Required task — Copy out word for word the stretch of lines from the start through the line containing "Give the mask of every instance of the **sandy", leaving out the pictures.

Task inputs —
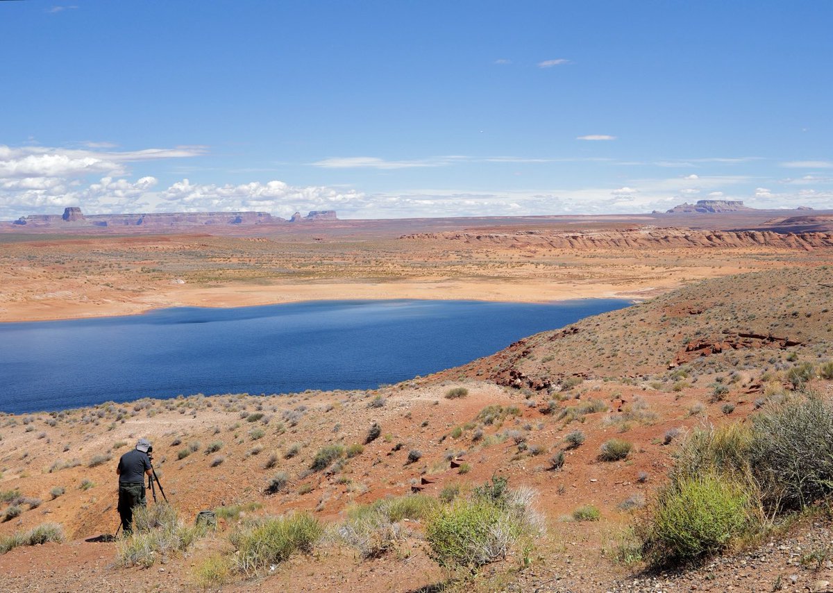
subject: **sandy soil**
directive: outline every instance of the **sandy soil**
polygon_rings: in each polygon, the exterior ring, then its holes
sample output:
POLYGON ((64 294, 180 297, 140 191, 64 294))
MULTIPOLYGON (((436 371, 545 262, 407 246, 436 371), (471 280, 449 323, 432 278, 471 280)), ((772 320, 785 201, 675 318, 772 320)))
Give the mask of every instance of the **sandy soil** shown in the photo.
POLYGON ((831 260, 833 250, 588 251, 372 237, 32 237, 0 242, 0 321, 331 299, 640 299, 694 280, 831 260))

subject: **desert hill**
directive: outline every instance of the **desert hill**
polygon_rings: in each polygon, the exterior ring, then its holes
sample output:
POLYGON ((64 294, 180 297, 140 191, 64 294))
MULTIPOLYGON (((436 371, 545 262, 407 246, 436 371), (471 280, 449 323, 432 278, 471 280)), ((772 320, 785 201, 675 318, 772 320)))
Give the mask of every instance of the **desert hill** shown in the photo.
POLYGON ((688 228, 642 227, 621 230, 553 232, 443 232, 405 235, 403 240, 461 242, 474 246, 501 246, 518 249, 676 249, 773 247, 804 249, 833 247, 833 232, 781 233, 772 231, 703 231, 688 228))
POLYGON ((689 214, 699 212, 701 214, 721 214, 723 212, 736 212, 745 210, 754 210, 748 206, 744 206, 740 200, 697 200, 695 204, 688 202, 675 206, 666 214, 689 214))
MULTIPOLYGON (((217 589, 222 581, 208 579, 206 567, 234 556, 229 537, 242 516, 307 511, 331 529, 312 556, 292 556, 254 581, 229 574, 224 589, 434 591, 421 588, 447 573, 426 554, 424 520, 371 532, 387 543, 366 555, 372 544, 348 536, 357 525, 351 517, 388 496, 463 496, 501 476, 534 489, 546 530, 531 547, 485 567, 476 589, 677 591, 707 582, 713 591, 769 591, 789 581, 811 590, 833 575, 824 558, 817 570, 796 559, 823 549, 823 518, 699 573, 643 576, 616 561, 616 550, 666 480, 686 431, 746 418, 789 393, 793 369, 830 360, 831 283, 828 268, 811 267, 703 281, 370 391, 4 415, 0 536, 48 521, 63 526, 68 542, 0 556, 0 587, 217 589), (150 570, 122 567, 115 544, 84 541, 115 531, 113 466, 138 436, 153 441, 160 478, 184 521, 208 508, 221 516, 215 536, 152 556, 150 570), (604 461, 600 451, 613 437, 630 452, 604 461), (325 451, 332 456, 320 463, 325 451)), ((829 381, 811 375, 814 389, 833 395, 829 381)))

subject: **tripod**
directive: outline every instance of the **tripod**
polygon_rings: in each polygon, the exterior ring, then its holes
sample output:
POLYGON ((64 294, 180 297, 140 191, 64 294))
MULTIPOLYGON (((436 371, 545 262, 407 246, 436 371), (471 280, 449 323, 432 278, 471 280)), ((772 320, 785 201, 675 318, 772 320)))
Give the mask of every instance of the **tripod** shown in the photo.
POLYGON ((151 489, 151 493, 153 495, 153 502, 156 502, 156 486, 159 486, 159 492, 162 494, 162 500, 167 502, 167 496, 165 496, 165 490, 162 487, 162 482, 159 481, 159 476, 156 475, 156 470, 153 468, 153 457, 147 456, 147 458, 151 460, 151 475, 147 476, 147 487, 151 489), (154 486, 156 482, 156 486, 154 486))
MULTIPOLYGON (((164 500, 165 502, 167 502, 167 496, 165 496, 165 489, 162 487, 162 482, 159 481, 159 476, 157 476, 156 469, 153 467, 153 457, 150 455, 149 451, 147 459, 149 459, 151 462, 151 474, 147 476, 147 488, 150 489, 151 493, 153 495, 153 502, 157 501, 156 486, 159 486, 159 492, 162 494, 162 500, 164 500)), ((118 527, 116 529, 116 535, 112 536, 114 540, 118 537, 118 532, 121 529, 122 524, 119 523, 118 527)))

Answer to the problem —
subject: **sandy soil**
directive: outline every instance of the **sandy soil**
polygon_rings: in each polygon, the exterior ring, then its holes
sample output:
POLYGON ((64 294, 180 297, 140 191, 64 294))
MULTIPOLYGON (((436 371, 545 262, 407 246, 436 371), (471 280, 449 323, 432 278, 471 280)), ((772 320, 785 201, 675 318, 772 320)))
Give the mask of every instance of the **sandy soil** shown in the photo.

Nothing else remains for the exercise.